• _To do_: Turn everything from the line containing "# target: <item>green military cap</item>" down to the line containing "M 760 187 L", both included, into a numbered list with blank lines omitted. Leave the pictures out of your answer.

• _Data for this task_:
%%

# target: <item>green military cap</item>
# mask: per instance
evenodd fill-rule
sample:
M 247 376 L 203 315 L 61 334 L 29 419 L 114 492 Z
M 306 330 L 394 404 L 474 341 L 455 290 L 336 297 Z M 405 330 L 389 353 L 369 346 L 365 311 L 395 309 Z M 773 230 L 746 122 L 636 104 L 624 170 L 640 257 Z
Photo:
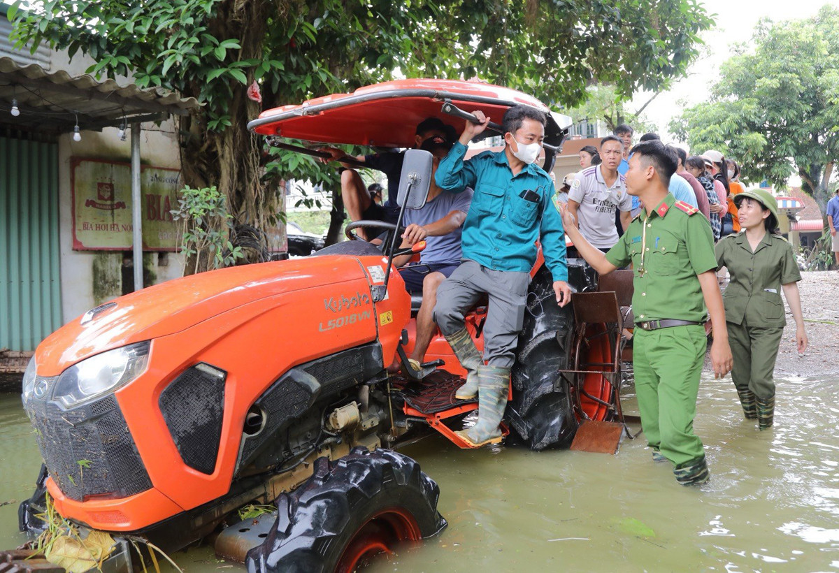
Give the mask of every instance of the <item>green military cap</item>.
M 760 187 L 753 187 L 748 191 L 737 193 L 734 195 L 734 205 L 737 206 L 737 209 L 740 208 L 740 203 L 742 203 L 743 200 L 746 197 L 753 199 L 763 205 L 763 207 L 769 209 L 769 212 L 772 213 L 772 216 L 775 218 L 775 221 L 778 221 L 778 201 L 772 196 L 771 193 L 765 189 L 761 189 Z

%%
%%

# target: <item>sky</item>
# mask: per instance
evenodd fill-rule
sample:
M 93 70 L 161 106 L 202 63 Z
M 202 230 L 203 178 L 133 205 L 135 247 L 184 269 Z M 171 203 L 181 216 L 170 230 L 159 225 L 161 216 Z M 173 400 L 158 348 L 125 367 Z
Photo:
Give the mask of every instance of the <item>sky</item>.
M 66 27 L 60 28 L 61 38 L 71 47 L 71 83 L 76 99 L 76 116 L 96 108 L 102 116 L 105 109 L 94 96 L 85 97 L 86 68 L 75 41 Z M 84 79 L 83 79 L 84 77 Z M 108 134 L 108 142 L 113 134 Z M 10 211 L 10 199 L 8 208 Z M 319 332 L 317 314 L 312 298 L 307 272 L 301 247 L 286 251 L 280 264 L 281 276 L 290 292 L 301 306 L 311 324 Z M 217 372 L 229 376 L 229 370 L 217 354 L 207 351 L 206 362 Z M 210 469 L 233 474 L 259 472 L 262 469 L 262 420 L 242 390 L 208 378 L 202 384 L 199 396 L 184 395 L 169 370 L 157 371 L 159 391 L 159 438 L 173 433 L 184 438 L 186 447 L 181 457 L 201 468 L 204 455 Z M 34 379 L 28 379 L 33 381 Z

%%
%%

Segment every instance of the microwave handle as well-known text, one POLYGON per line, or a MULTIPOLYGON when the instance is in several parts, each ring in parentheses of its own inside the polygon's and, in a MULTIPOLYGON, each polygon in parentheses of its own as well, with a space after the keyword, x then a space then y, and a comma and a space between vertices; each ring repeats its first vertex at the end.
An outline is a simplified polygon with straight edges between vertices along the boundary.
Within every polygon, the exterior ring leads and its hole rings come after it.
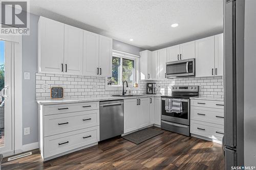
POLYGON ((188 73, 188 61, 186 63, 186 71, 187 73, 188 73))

%%

• _Complete response_:
1. # target: <item>green military cap</item>
2. # mask: per instance
3. evenodd fill-rule
4. sample:
5. M 247 376 L 203 315 L 61 334 L 29 419 L 114 492 Z
6. M 306 330 L 394 404 L 474 341 L 455 290 L 336 297 Z M 405 330 L 389 353 L 369 346 L 365 311 L 395 309 Z M 773 230 L 746 122 L 636 104 L 624 170 L 640 257 Z
7. Photo:
8. Give the mask of every instance of the <item>green military cap</item>.
9. M 760 187 L 753 187 L 748 191 L 737 193 L 734 195 L 734 205 L 737 206 L 737 209 L 740 208 L 740 203 L 742 203 L 743 200 L 746 197 L 753 199 L 763 205 L 763 207 L 769 209 L 769 212 L 772 213 L 772 216 L 775 218 L 775 221 L 778 221 L 778 201 L 772 196 L 771 193 L 765 189 L 761 189 Z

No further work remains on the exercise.